Gather up every line from the entries below that uses the word "grass".

▸ **Excerpts from a dataset**:
☆ ☆ ☆

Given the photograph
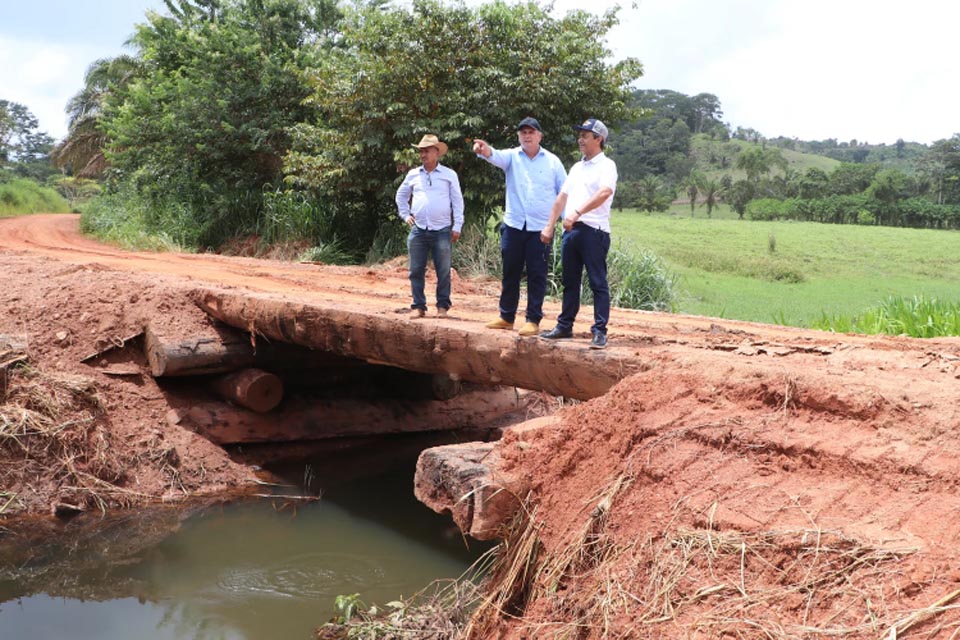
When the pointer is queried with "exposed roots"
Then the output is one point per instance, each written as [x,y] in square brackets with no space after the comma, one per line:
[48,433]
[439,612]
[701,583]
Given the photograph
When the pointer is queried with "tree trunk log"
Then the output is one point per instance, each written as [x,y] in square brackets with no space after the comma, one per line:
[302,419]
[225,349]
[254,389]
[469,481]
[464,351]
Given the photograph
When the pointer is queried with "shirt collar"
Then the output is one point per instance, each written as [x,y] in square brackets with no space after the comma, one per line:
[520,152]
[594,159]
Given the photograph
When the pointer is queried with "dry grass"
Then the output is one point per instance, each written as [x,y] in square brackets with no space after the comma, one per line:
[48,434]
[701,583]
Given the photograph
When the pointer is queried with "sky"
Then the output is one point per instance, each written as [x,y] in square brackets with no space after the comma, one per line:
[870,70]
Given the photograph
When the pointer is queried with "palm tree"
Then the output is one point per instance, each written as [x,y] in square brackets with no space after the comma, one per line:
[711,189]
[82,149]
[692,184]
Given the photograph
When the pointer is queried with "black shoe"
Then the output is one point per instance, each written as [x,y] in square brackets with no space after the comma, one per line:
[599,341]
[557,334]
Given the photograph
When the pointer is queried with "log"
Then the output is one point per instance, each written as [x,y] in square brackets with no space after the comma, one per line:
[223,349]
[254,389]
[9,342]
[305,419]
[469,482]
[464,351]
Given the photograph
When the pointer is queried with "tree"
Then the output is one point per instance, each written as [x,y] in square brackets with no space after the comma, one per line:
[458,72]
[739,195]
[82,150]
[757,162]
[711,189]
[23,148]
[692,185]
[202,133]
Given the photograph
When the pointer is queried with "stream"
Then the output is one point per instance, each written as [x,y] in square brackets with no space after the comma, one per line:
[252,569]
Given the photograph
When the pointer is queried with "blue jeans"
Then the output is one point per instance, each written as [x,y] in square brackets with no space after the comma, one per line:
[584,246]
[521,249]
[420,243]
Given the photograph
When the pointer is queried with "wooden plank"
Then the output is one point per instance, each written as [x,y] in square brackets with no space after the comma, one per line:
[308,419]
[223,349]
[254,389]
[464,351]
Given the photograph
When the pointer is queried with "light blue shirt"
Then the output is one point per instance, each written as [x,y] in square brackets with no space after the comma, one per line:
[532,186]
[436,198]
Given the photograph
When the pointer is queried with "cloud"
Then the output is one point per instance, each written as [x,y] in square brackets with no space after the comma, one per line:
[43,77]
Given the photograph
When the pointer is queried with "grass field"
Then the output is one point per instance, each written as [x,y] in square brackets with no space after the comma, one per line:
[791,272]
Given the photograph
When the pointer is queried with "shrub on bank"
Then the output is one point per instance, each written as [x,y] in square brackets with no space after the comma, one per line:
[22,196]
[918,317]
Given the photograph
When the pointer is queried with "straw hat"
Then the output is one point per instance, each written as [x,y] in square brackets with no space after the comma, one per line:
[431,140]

☆ ☆ ☆

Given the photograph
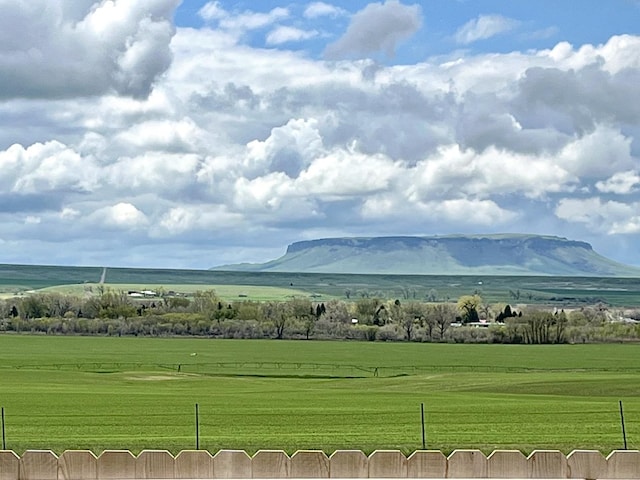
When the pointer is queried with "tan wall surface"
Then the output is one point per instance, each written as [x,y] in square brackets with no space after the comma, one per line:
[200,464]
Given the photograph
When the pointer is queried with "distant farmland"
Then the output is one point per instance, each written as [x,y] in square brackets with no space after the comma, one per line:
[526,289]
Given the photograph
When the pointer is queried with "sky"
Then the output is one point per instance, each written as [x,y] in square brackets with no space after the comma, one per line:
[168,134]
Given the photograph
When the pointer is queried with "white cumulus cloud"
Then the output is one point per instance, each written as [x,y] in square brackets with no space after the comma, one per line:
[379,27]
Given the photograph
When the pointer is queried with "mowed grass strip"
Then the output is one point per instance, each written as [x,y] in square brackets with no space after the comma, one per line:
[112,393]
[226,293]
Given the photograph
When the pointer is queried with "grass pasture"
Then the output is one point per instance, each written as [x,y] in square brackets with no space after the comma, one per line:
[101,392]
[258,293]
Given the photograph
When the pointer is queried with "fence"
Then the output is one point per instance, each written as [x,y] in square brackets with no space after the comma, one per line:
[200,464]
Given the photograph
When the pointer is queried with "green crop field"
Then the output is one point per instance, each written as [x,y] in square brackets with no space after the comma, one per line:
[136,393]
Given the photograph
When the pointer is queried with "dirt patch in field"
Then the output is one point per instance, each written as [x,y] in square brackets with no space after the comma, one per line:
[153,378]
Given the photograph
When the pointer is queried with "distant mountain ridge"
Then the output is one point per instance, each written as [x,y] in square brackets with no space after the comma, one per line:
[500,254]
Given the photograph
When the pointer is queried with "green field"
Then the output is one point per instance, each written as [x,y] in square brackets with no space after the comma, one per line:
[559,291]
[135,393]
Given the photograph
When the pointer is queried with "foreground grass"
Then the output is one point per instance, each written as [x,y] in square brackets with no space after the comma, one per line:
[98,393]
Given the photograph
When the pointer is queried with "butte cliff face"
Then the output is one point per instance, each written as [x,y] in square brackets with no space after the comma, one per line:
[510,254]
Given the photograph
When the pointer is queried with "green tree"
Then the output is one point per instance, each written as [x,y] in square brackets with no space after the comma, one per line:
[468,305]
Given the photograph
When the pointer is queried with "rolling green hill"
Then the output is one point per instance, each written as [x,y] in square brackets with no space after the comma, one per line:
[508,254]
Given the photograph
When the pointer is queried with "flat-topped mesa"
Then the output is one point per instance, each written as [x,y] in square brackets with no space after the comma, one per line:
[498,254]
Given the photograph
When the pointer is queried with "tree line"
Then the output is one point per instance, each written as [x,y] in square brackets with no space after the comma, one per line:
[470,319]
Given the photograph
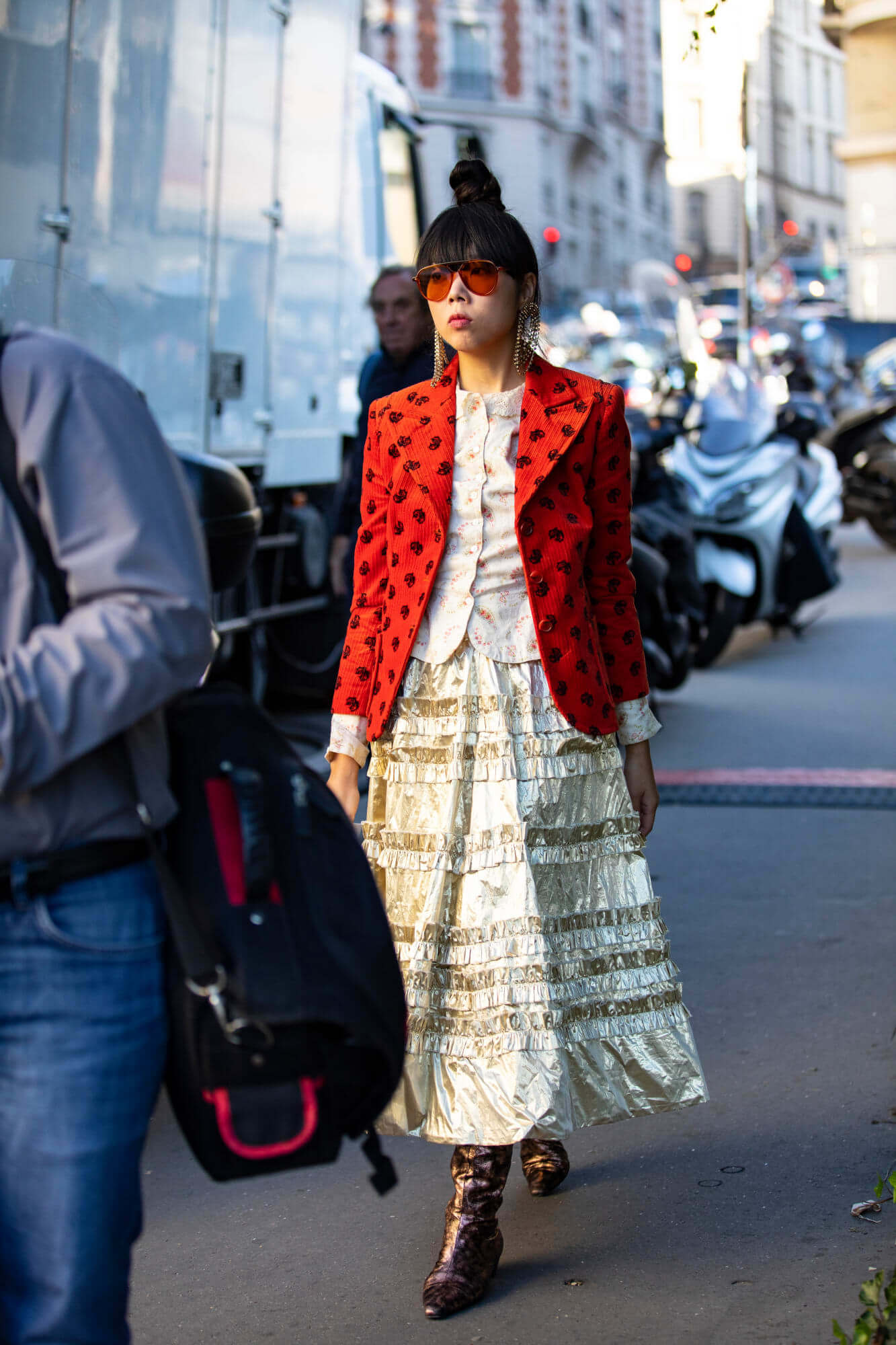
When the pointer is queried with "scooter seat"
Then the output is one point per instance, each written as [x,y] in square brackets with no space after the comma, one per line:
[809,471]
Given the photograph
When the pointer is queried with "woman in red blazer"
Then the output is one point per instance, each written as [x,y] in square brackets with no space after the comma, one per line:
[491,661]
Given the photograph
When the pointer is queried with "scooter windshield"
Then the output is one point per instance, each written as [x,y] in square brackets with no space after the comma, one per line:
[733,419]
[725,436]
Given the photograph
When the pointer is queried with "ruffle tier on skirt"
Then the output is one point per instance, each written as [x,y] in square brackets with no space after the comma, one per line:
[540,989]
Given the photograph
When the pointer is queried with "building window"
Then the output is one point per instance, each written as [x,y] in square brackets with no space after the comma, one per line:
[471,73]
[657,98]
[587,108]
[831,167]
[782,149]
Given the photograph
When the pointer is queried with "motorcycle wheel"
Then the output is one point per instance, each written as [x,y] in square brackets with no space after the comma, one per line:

☆ ☆ ☆

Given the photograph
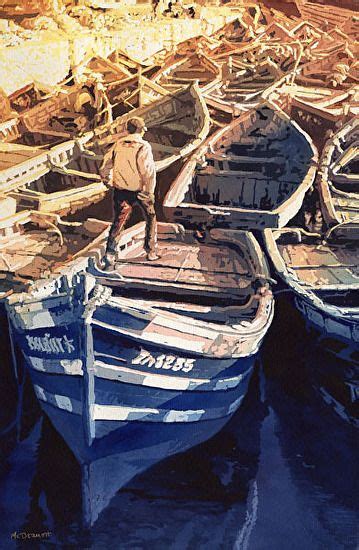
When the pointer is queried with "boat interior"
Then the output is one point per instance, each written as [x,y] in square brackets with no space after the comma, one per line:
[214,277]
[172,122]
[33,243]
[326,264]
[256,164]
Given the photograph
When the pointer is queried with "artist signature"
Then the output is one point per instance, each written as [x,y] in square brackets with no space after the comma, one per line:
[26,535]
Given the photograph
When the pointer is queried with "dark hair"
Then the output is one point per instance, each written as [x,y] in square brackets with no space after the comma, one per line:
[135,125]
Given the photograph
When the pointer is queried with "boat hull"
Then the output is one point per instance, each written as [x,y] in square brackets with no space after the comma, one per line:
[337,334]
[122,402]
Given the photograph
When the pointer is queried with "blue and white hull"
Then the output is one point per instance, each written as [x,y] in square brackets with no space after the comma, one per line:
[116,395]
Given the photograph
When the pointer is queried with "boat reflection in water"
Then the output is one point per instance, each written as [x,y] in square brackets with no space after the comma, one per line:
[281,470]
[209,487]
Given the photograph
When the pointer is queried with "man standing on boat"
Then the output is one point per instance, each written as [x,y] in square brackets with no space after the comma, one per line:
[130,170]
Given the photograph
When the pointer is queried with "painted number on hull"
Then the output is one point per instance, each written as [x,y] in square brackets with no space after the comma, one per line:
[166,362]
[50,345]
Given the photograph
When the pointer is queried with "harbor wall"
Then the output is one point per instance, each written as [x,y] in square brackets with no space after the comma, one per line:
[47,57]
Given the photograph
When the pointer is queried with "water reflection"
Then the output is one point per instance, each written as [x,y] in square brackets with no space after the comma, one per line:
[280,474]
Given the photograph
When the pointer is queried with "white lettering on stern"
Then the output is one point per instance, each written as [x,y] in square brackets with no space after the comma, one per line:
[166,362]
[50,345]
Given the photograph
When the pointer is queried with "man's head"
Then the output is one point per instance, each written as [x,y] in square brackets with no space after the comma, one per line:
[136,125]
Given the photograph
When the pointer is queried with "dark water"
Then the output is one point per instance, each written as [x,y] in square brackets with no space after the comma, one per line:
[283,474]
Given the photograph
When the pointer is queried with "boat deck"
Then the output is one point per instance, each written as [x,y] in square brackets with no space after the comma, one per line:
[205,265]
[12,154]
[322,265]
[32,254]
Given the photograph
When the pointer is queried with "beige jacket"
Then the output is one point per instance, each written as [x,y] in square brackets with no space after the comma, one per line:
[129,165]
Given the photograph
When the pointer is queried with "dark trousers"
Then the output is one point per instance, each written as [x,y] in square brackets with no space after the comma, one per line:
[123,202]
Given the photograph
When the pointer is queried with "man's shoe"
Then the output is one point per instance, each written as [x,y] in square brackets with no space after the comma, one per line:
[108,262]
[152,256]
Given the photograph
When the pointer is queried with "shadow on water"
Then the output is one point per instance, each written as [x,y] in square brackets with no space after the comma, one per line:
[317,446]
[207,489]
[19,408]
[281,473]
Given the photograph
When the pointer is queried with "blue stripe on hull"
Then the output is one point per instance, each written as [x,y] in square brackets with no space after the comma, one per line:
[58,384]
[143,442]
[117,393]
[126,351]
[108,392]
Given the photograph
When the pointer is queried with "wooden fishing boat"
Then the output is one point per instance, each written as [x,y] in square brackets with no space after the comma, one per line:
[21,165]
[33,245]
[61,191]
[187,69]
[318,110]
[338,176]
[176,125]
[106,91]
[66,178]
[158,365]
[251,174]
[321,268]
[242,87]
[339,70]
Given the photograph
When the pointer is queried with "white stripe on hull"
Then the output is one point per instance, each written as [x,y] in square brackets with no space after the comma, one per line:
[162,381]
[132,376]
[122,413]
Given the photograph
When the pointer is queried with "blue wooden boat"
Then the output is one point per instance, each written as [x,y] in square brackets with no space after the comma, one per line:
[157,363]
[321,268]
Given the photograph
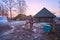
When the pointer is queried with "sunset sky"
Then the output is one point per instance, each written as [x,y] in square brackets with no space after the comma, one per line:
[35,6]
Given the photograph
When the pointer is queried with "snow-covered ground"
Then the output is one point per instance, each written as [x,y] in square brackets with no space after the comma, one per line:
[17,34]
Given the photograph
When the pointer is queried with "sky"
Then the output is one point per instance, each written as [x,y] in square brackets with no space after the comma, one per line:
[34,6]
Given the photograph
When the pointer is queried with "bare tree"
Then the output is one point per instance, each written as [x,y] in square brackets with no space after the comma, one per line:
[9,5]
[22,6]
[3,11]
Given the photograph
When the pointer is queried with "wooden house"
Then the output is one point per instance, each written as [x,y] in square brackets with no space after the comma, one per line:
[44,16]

☆ ☆ ☆

▸ **TASK SOLUTION**:
When the pointer is queried with "dry grass"
When the pointer is queried with "grass field"
When the pointer is queried with "mowed grass strip"
When the pointer is queried with "grass pasture"
When the pointer is queried with "foreground grass"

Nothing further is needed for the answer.